What is needed: Please return each of the items below word for word, leaving out the pictures.

[begin Records provided]

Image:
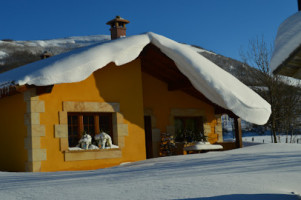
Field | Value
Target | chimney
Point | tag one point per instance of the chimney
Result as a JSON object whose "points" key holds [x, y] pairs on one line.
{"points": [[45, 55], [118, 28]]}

[end Records provided]

Reply to the exercise:
Image:
Field | Value
Target | chimney
Point | tag one point per instance of the chimney
Result as a JSON object whose "points" key holds [x, y] pairs on one line.
{"points": [[45, 55], [118, 28]]}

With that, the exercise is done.